### [Problem statement]
Switch "Kindly" to "Please" in the material from its first line through the line containing "M 296 218 L", inclusive, and leave everything else unchanged. Omit the pictures from your copy.

** START The input **

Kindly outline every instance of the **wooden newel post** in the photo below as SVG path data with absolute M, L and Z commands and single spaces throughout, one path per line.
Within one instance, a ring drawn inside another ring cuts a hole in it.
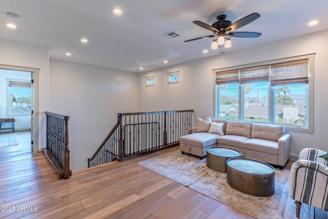
M 163 146 L 168 145 L 168 132 L 166 130 L 166 112 L 164 112 L 164 131 L 163 132 Z
M 70 151 L 68 147 L 69 142 L 68 138 L 68 120 L 69 116 L 64 117 L 64 178 L 66 180 L 70 177 Z
M 119 139 L 118 140 L 118 157 L 122 157 L 123 152 L 123 126 L 122 126 L 122 114 L 117 113 L 117 121 L 119 124 Z

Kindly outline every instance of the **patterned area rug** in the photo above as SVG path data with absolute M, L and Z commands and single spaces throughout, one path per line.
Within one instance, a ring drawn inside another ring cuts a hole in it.
M 0 147 L 12 146 L 18 144 L 17 134 L 7 134 L 0 135 Z
M 296 218 L 295 206 L 290 197 L 290 170 L 276 169 L 275 192 L 269 197 L 240 192 L 227 183 L 227 174 L 206 166 L 206 158 L 181 154 L 179 150 L 138 163 L 147 169 L 258 218 Z M 302 204 L 301 218 L 312 218 L 314 208 Z

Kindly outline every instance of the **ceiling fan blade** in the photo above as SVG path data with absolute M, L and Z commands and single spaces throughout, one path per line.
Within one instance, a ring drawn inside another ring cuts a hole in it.
M 204 23 L 202 23 L 202 22 L 200 22 L 199 21 L 195 21 L 193 22 L 193 23 L 195 24 L 198 25 L 199 27 L 201 27 L 203 28 L 207 29 L 209 30 L 211 30 L 211 31 L 216 32 L 218 33 L 219 30 L 216 28 L 214 28 L 211 25 L 209 25 L 207 24 L 205 24 Z
M 238 28 L 241 28 L 241 27 L 243 27 L 244 26 L 249 24 L 251 22 L 252 22 L 256 20 L 256 19 L 260 17 L 260 15 L 257 13 L 253 13 L 250 15 L 246 16 L 238 20 L 229 26 L 225 29 L 225 32 L 227 33 L 233 31 L 235 30 L 236 30 Z
M 258 37 L 262 33 L 255 32 L 231 32 L 228 34 L 229 36 L 234 37 L 252 38 Z
M 194 39 L 188 39 L 188 41 L 184 41 L 184 43 L 190 42 L 191 42 L 191 41 L 197 41 L 197 39 L 204 39 L 204 38 L 211 38 L 211 37 L 214 37 L 214 36 L 215 36 L 215 35 L 209 35 L 209 36 L 201 36 L 201 37 L 200 37 L 195 38 L 194 38 Z

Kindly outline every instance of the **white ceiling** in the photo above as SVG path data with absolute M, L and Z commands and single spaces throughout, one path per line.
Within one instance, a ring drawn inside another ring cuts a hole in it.
M 112 13 L 116 7 L 122 14 Z M 220 54 L 220 49 L 211 50 L 213 38 L 183 42 L 213 33 L 194 21 L 211 25 L 220 14 L 234 23 L 260 14 L 237 31 L 262 35 L 232 37 L 228 53 L 327 29 L 327 9 L 326 0 L 0 0 L 0 38 L 48 47 L 50 58 L 140 72 Z M 320 22 L 309 26 L 313 19 Z M 9 22 L 17 28 L 8 28 Z M 180 36 L 163 36 L 171 31 Z M 81 37 L 89 42 L 81 43 Z

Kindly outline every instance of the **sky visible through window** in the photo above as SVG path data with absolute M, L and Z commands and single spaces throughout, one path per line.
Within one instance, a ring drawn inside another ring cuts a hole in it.
M 220 88 L 220 95 L 224 96 L 232 97 L 238 97 L 238 86 L 237 84 L 227 84 L 225 88 Z M 268 83 L 257 83 L 252 84 L 252 91 L 251 93 L 247 95 L 249 97 L 256 97 L 258 91 L 258 96 L 263 97 L 268 96 Z M 290 89 L 290 94 L 304 94 L 305 93 L 305 86 L 300 86 L 300 85 L 289 85 L 288 87 Z

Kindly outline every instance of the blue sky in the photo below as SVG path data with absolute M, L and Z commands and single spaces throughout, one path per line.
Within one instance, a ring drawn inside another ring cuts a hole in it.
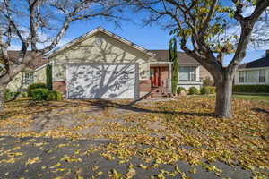
M 169 30 L 162 30 L 161 27 L 157 24 L 143 26 L 140 21 L 143 16 L 143 14 L 133 15 L 130 17 L 132 18 L 132 21 L 121 21 L 121 28 L 115 28 L 115 24 L 108 21 L 75 21 L 71 24 L 64 38 L 60 41 L 59 46 L 63 46 L 97 27 L 101 27 L 146 49 L 168 49 L 169 41 L 172 38 L 169 35 Z M 21 46 L 16 44 L 13 44 L 13 47 L 11 47 L 11 49 L 20 48 Z M 243 63 L 258 59 L 265 54 L 265 50 L 247 50 L 247 56 L 243 60 Z M 231 58 L 232 55 L 227 55 L 224 60 L 224 64 L 227 64 Z
M 97 27 L 104 28 L 146 49 L 168 49 L 168 44 L 171 38 L 169 30 L 164 30 L 158 25 L 142 26 L 141 24 L 124 21 L 121 21 L 121 28 L 115 28 L 113 23 L 108 21 L 78 21 L 70 27 L 61 44 L 78 38 Z M 265 50 L 247 50 L 243 62 L 261 58 L 265 54 Z M 233 55 L 227 55 L 224 64 L 229 63 L 232 56 Z

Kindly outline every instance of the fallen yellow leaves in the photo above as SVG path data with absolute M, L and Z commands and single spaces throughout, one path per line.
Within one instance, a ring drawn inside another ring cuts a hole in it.
M 52 107 L 51 104 L 37 104 L 27 107 L 30 101 L 21 103 L 16 107 L 7 104 L 4 115 L 8 114 L 10 115 L 6 116 L 10 117 L 0 121 L 0 129 L 12 125 L 27 128 L 32 122 L 32 115 L 27 114 L 38 114 L 50 109 L 53 112 L 58 111 L 58 117 L 65 117 L 72 114 L 70 122 L 82 123 L 70 128 L 59 126 L 46 132 L 34 132 L 30 130 L 15 132 L 3 130 L 0 131 L 0 134 L 114 141 L 115 143 L 102 147 L 91 146 L 86 151 L 74 149 L 74 155 L 91 155 L 100 151 L 100 155 L 109 161 L 118 159 L 118 164 L 126 164 L 131 160 L 132 156 L 136 156 L 145 163 L 139 165 L 143 170 L 157 168 L 161 164 L 173 165 L 178 160 L 187 161 L 194 166 L 202 165 L 202 158 L 209 162 L 219 160 L 231 166 L 239 164 L 245 168 L 252 169 L 258 166 L 269 169 L 266 158 L 269 156 L 269 107 L 262 103 L 233 100 L 233 119 L 213 117 L 212 114 L 214 98 L 202 97 L 181 98 L 177 101 L 140 102 L 128 107 L 130 110 L 127 112 L 122 112 L 122 106 L 127 104 L 126 101 L 105 101 L 103 105 L 106 110 L 98 114 L 87 112 L 91 104 L 94 104 L 91 101 L 76 101 L 75 107 L 65 101 L 61 102 L 57 107 Z M 16 110 L 22 110 L 21 114 Z M 97 133 L 88 134 L 94 127 L 97 127 Z M 42 147 L 43 143 L 36 142 L 34 145 Z M 69 147 L 69 144 L 59 144 L 56 149 L 65 147 Z M 48 153 L 53 151 L 55 150 Z M 15 158 L 22 155 L 14 151 L 4 154 L 3 152 L 0 149 L 0 156 Z M 71 163 L 82 162 L 82 159 L 74 156 L 64 156 L 60 161 Z M 97 167 L 91 169 L 96 173 Z M 221 171 L 213 166 L 204 167 L 216 175 L 221 174 Z M 134 173 L 134 170 L 128 172 L 130 173 L 127 175 L 112 170 L 110 175 L 119 178 L 127 177 L 126 175 L 132 176 Z M 195 169 L 192 171 L 195 172 Z M 177 174 L 187 177 L 179 169 Z M 161 171 L 158 177 L 161 178 L 166 175 L 174 173 Z
M 36 157 L 36 158 L 29 158 L 27 160 L 27 162 L 25 163 L 25 165 L 32 165 L 32 164 L 35 164 L 35 163 L 38 163 L 38 162 L 40 162 L 39 160 L 39 157 Z

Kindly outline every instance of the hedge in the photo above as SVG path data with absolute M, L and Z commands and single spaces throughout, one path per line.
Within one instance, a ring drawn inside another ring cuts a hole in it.
M 52 65 L 48 64 L 46 68 L 46 81 L 48 90 L 52 90 Z
M 30 90 L 33 100 L 46 100 L 48 90 L 48 89 L 34 89 Z
M 187 91 L 184 87 L 178 87 L 178 89 L 177 89 L 177 94 L 179 95 L 182 90 L 184 90 L 185 92 Z
M 269 85 L 234 85 L 233 92 L 269 93 Z
M 50 90 L 48 93 L 46 100 L 48 101 L 60 101 L 63 99 L 63 96 L 60 92 L 56 90 Z
M 191 88 L 188 89 L 188 94 L 197 95 L 197 94 L 199 94 L 199 90 L 196 87 L 191 87 Z
M 216 87 L 209 86 L 207 88 L 210 90 L 210 94 L 215 94 L 216 93 Z
M 208 87 L 202 87 L 200 90 L 201 95 L 208 95 L 210 94 L 210 89 Z
M 32 97 L 31 90 L 34 89 L 47 89 L 47 85 L 42 82 L 33 83 L 33 84 L 29 85 L 29 87 L 27 89 L 29 97 Z

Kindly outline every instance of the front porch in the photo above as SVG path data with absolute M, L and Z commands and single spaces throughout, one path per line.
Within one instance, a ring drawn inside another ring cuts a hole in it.
M 170 96 L 172 63 L 152 63 L 151 69 L 151 97 Z

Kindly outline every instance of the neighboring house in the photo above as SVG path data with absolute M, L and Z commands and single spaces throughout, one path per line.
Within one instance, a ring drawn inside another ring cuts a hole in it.
M 170 93 L 172 63 L 168 56 L 169 50 L 147 50 L 98 28 L 47 57 L 52 64 L 53 89 L 67 98 L 137 98 L 152 92 Z M 178 52 L 178 86 L 200 88 L 205 78 L 200 71 L 204 69 L 184 53 Z M 31 78 L 40 68 L 31 69 Z M 19 77 L 26 86 L 27 78 Z
M 234 83 L 269 85 L 269 50 L 266 50 L 265 57 L 241 64 L 236 72 Z
M 14 63 L 19 56 L 19 51 L 8 51 L 10 61 Z M 28 55 L 28 54 L 26 55 Z M 31 62 L 23 72 L 17 74 L 7 85 L 12 91 L 23 91 L 30 84 L 35 82 L 46 83 L 46 66 L 49 64 L 48 59 L 37 58 Z

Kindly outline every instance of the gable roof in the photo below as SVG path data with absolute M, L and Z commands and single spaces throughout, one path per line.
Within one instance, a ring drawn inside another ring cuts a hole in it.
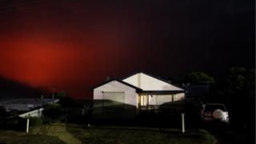
M 135 86 L 134 85 L 131 85 L 131 84 L 127 83 L 127 82 L 123 81 L 124 79 L 128 78 L 130 77 L 132 77 L 132 76 L 134 76 L 135 74 L 138 74 L 139 73 L 144 74 L 146 74 L 147 76 L 152 77 L 152 78 L 156 78 L 158 80 L 160 80 L 162 82 L 166 82 L 168 84 L 173 85 L 173 86 L 177 86 L 177 87 L 178 87 L 180 89 L 182 89 L 182 90 L 143 90 L 142 89 L 141 89 L 139 87 L 137 87 L 137 86 Z M 185 90 L 184 90 L 185 87 L 178 86 L 177 84 L 174 84 L 170 81 L 167 81 L 167 80 L 163 79 L 163 78 L 162 78 L 160 77 L 156 77 L 156 76 L 154 76 L 153 74 L 148 74 L 148 73 L 145 73 L 145 72 L 136 72 L 136 73 L 134 73 L 132 74 L 130 74 L 130 75 L 122 78 L 121 80 L 120 79 L 113 78 L 113 79 L 106 81 L 103 83 L 102 83 L 102 84 L 100 84 L 100 85 L 98 85 L 97 86 L 94 86 L 93 89 L 95 89 L 97 87 L 102 86 L 103 86 L 103 85 L 105 85 L 106 83 L 109 83 L 110 82 L 113 82 L 113 81 L 117 81 L 117 82 L 118 82 L 120 83 L 122 83 L 122 84 L 126 85 L 126 86 L 130 86 L 131 88 L 134 88 L 134 89 L 136 90 L 136 92 L 138 92 L 138 93 L 157 93 L 157 94 L 162 94 L 162 93 L 181 93 L 181 92 L 185 92 Z
M 152 78 L 156 78 L 156 79 L 158 79 L 159 81 L 162 81 L 162 82 L 166 82 L 166 83 L 168 83 L 168 84 L 173 85 L 173 86 L 177 86 L 177 87 L 178 87 L 178 88 L 181 88 L 181 89 L 183 89 L 183 90 L 186 90 L 186 86 L 180 86 L 180 85 L 174 84 L 174 83 L 171 82 L 169 81 L 169 80 L 162 78 L 161 77 L 156 77 L 156 76 L 154 76 L 154 75 L 153 75 L 153 74 L 149 74 L 149 73 L 146 73 L 146 72 L 144 72 L 144 71 L 140 71 L 140 72 L 133 73 L 132 74 L 130 74 L 130 75 L 128 75 L 128 76 L 122 78 L 122 81 L 123 81 L 123 80 L 125 80 L 125 79 L 126 79 L 126 78 L 130 78 L 130 77 L 132 77 L 132 76 L 134 76 L 134 75 L 136 75 L 136 74 L 139 74 L 139 73 L 144 74 L 146 74 L 146 75 L 147 75 L 147 76 L 150 76 L 150 77 L 152 77 Z
M 94 86 L 93 89 L 95 89 L 95 88 L 97 88 L 97 87 L 102 86 L 103 86 L 103 85 L 105 85 L 105 84 L 107 84 L 107 83 L 109 83 L 109 82 L 113 82 L 113 81 L 117 81 L 117 82 L 120 82 L 120 83 L 122 83 L 122 84 L 126 85 L 126 86 L 130 86 L 130 87 L 131 87 L 131 88 L 134 88 L 134 89 L 136 90 L 136 92 L 143 91 L 142 89 L 140 89 L 140 88 L 138 88 L 138 87 L 137 87 L 137 86 L 133 86 L 133 85 L 130 85 L 130 84 L 129 84 L 129 83 L 127 83 L 127 82 L 123 82 L 123 81 L 121 81 L 121 80 L 119 80 L 119 79 L 110 79 L 110 80 L 109 80 L 109 81 L 106 81 L 106 82 L 104 82 L 103 83 L 102 83 L 102 84 L 100 84 L 100 85 L 98 85 L 97 86 Z

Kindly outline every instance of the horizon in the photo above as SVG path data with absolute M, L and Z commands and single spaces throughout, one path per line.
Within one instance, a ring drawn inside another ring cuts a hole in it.
M 254 12 L 239 1 L 1 1 L 0 75 L 74 98 L 134 71 L 221 79 L 255 68 Z

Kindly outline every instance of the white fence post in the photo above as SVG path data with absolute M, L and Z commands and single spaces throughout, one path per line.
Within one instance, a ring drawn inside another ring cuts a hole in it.
M 185 133 L 185 118 L 184 118 L 185 114 L 182 114 L 182 133 Z
M 29 127 L 30 127 L 30 118 L 26 118 L 26 133 L 29 133 Z

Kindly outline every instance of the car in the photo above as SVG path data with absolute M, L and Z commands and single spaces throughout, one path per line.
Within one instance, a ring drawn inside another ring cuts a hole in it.
M 224 104 L 221 103 L 207 103 L 203 105 L 201 118 L 204 123 L 230 124 L 229 113 Z

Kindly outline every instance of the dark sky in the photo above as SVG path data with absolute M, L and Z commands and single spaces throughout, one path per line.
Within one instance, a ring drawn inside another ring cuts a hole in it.
M 0 75 L 75 98 L 106 76 L 254 67 L 254 2 L 0 0 Z

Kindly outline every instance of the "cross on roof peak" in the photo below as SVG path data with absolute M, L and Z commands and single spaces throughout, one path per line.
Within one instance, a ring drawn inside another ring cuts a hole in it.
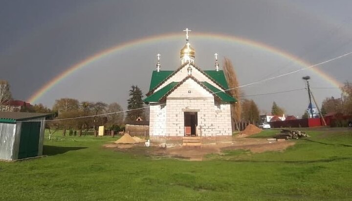
M 186 32 L 186 41 L 188 41 L 188 32 L 192 31 L 192 30 L 189 29 L 188 28 L 186 28 L 183 31 Z

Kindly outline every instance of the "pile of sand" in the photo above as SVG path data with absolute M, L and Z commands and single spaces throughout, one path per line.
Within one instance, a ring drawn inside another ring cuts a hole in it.
M 136 136 L 133 136 L 133 137 L 132 137 L 132 138 L 133 138 L 134 141 L 137 142 L 137 143 L 141 143 L 147 141 L 147 140 L 146 140 L 145 139 L 141 138 Z
M 262 129 L 260 129 L 252 124 L 249 124 L 242 133 L 242 134 L 246 135 L 250 135 L 251 134 L 259 134 L 261 132 Z
M 138 137 L 131 137 L 129 134 L 125 134 L 120 139 L 115 141 L 115 144 L 135 144 L 140 143 L 147 141 Z

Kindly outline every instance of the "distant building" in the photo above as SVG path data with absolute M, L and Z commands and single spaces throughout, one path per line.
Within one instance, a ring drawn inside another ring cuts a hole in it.
M 285 114 L 282 116 L 280 116 L 272 114 L 264 114 L 259 116 L 261 123 L 268 123 L 270 121 L 285 121 L 286 119 Z
M 313 111 L 313 116 L 312 116 L 312 113 L 310 112 L 310 105 L 311 104 L 309 103 L 308 105 L 308 109 L 307 110 L 307 112 L 308 113 L 308 116 L 309 118 L 319 118 L 320 115 L 319 112 L 318 112 L 318 109 L 316 108 L 316 106 L 315 106 L 315 105 L 312 105 L 311 106 L 312 110 Z
M 31 105 L 29 103 L 18 100 L 12 100 L 2 109 L 2 112 L 20 112 L 22 108 L 30 106 Z
M 293 115 L 291 115 L 286 116 L 286 119 L 285 119 L 285 121 L 289 121 L 290 120 L 296 120 L 297 119 L 297 118 L 295 116 L 294 116 Z

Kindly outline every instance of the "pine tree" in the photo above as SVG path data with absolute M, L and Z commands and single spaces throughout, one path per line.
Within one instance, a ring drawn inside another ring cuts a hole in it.
M 130 90 L 130 99 L 127 100 L 127 108 L 128 110 L 135 110 L 143 108 L 144 103 L 142 99 L 143 96 L 142 90 L 137 86 L 132 85 L 131 88 L 132 89 Z M 126 118 L 128 120 L 134 121 L 139 117 L 145 119 L 144 109 L 128 112 Z
M 231 104 L 231 120 L 234 129 L 239 130 L 239 123 L 241 120 L 242 108 L 240 95 L 241 91 L 238 88 L 239 84 L 237 80 L 237 76 L 234 69 L 232 63 L 228 58 L 224 59 L 223 72 L 229 89 L 232 89 L 228 92 L 237 100 L 237 102 Z
M 285 110 L 278 106 L 275 101 L 273 102 L 273 106 L 271 107 L 271 113 L 273 115 L 282 116 L 285 113 Z

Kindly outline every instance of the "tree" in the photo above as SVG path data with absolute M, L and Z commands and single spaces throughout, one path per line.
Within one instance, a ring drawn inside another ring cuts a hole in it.
M 331 112 L 342 112 L 342 100 L 331 96 L 323 101 L 321 112 L 323 115 Z
M 12 95 L 10 91 L 10 85 L 6 80 L 0 80 L 0 111 L 3 111 L 11 100 Z
M 73 98 L 61 98 L 55 101 L 53 110 L 57 111 L 60 114 L 63 112 L 77 110 L 79 108 L 79 102 Z
M 239 130 L 239 122 L 241 119 L 242 108 L 240 102 L 240 89 L 238 88 L 239 82 L 237 80 L 237 76 L 232 65 L 232 63 L 227 58 L 225 57 L 223 62 L 223 71 L 229 89 L 228 92 L 234 98 L 237 100 L 237 102 L 232 103 L 231 104 L 231 120 L 232 125 L 235 126 L 236 130 Z
M 108 105 L 102 102 L 97 102 L 92 106 L 92 111 L 94 115 L 103 113 Z M 106 123 L 106 118 L 102 116 L 94 116 L 93 119 L 94 122 L 93 128 L 95 130 L 97 125 L 103 125 Z
M 144 118 L 144 109 L 135 110 L 143 107 L 144 103 L 142 99 L 143 93 L 142 91 L 137 86 L 132 85 L 132 88 L 130 90 L 130 99 L 127 100 L 128 110 L 134 110 L 127 112 L 126 119 L 130 121 L 134 121 L 138 117 Z
M 352 83 L 349 82 L 345 83 L 341 88 L 342 91 L 342 105 L 343 113 L 345 114 L 352 114 Z
M 117 103 L 112 103 L 108 106 L 106 112 L 108 113 L 122 111 L 122 108 Z M 123 123 L 124 113 L 123 112 L 109 114 L 108 117 L 108 125 L 110 126 L 120 125 Z
M 259 121 L 259 110 L 253 100 L 243 99 L 242 101 L 242 119 L 254 124 Z
M 278 116 L 282 116 L 285 113 L 285 110 L 278 106 L 276 103 L 274 101 L 273 102 L 273 106 L 271 107 L 271 113 L 273 115 L 276 115 Z

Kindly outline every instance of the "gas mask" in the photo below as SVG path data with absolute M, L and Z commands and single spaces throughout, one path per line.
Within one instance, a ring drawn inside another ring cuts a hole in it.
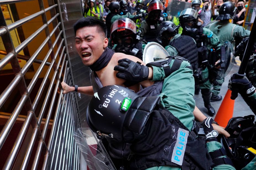
M 139 50 L 134 48 L 136 40 L 134 39 L 131 37 L 126 37 L 117 39 L 117 45 L 115 49 L 115 52 L 134 56 L 136 56 Z
M 195 37 L 199 31 L 198 29 L 194 28 L 195 26 L 195 23 L 192 21 L 186 22 L 185 24 L 185 27 L 183 28 L 183 27 L 182 34 L 192 38 Z
M 171 37 L 174 36 L 175 34 L 168 32 L 168 31 L 164 31 L 162 33 L 162 35 L 160 36 L 159 35 L 160 38 L 158 38 L 157 40 L 159 41 L 160 40 L 160 42 L 159 42 L 162 46 L 165 47 L 169 44 L 171 40 Z
M 141 9 L 142 9 L 142 6 L 140 4 L 138 4 L 136 6 L 136 9 L 138 13 L 142 13 L 144 10 L 141 10 Z
M 239 6 L 237 7 L 237 9 L 239 11 L 240 11 L 242 9 L 244 8 L 244 7 L 242 6 Z
M 192 7 L 191 8 L 198 12 L 200 10 L 200 6 L 199 5 L 195 5 Z

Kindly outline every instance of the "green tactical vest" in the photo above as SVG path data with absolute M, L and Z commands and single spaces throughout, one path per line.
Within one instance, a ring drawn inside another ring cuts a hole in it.
M 97 5 L 96 6 L 96 10 L 97 10 L 97 13 L 100 14 L 100 16 L 98 17 L 98 19 L 100 20 L 101 19 L 101 17 L 103 15 L 104 9 L 103 7 L 102 6 L 101 4 L 99 4 L 99 5 L 101 7 L 100 9 L 99 8 L 99 6 Z

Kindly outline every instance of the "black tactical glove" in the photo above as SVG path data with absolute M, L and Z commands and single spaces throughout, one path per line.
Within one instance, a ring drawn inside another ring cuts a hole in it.
M 211 117 L 205 119 L 201 123 L 204 128 L 204 134 L 205 134 L 206 141 L 217 141 L 216 137 L 219 134 L 218 131 L 213 130 L 213 127 L 212 125 L 213 120 Z
M 149 72 L 147 67 L 127 58 L 119 60 L 118 63 L 114 67 L 114 70 L 119 72 L 116 75 L 117 78 L 138 82 L 147 79 Z
M 255 87 L 252 85 L 246 76 L 238 77 L 236 73 L 231 75 L 228 81 L 228 89 L 233 91 L 237 92 L 243 96 L 249 96 L 255 92 Z

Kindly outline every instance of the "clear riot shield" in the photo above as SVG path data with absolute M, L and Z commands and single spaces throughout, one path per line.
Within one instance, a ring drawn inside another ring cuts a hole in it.
M 165 58 L 168 56 L 168 53 L 162 45 L 157 43 L 151 42 L 145 46 L 142 55 L 142 60 L 147 64 Z
M 221 71 L 220 74 L 220 79 L 226 76 L 229 73 L 235 62 L 235 52 L 232 44 L 229 42 L 226 42 L 223 46 L 225 47 L 225 55 L 221 57 L 221 60 L 224 60 L 225 62 L 221 65 Z
M 178 18 L 181 12 L 185 9 L 189 8 L 191 7 L 191 3 L 177 0 L 172 0 L 168 4 L 167 11 L 170 11 L 169 15 Z
M 89 128 L 78 128 L 74 137 L 90 170 L 116 170 L 101 141 Z

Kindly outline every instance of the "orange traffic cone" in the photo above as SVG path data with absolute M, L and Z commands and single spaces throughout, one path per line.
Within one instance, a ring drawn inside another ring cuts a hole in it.
M 226 127 L 228 121 L 233 117 L 235 100 L 230 98 L 231 95 L 231 91 L 228 89 L 214 118 L 214 120 L 222 127 Z

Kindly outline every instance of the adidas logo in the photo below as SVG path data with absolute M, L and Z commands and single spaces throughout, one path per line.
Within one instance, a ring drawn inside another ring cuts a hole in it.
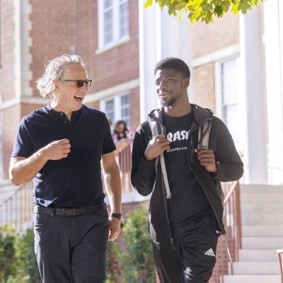
M 209 248 L 209 250 L 207 250 L 204 253 L 204 255 L 210 255 L 210 256 L 215 256 L 214 253 L 213 252 L 212 248 Z

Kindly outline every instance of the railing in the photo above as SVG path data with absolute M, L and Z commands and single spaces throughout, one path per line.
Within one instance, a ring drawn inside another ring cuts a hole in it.
M 120 168 L 124 194 L 134 191 L 130 180 L 132 145 L 132 140 L 123 141 L 117 145 L 116 156 Z M 238 250 L 241 248 L 239 183 L 224 183 L 221 186 L 226 195 L 224 222 L 227 233 L 219 238 L 216 264 L 210 280 L 212 283 L 221 283 L 224 275 L 233 274 L 233 265 L 229 264 L 227 246 L 233 261 L 238 260 Z M 0 204 L 0 225 L 10 223 L 17 231 L 31 226 L 33 216 L 32 192 L 32 183 L 26 183 Z
M 216 263 L 210 280 L 212 283 L 221 283 L 224 275 L 233 274 L 229 253 L 232 262 L 238 261 L 238 250 L 241 248 L 240 185 L 237 181 L 223 183 L 221 186 L 226 196 L 223 221 L 226 234 L 218 241 Z
M 31 226 L 33 219 L 32 182 L 26 183 L 0 204 L 0 226 L 9 224 L 16 231 Z

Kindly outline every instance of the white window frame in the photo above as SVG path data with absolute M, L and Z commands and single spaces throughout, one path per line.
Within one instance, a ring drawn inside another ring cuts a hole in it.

** END The input **

### [Task answer]
Please outline every instance of the **wooden newel post** in the photo below as SVG path data with absolute M, L and Z commands and single spaces throughout, one path per line.
Within one instance, a ring drawn inside another ring cuts a hole in it.
M 163 146 L 168 145 L 168 132 L 166 130 L 166 112 L 164 112 L 164 131 L 163 132 Z
M 70 151 L 68 147 L 69 142 L 68 138 L 68 120 L 69 116 L 64 117 L 64 178 L 66 180 L 70 177 Z
M 119 139 L 118 140 L 118 157 L 122 157 L 123 152 L 123 126 L 122 126 L 122 114 L 117 113 L 117 121 L 119 124 Z

Please outline every instance of the **patterned area rug** in the photo above as SVG path data with absolute M, L and Z commands and single spaces throughout, one path per line.
Within one instance, a ring drawn inside another ring cuts a hole in it.
M 0 147 L 12 146 L 18 144 L 17 134 L 7 134 L 0 135 Z
M 296 218 L 295 206 L 290 197 L 290 170 L 276 169 L 275 192 L 269 197 L 240 192 L 227 183 L 227 174 L 206 166 L 206 158 L 181 154 L 179 150 L 138 163 L 147 169 L 258 218 Z M 302 204 L 301 218 L 312 218 L 314 208 Z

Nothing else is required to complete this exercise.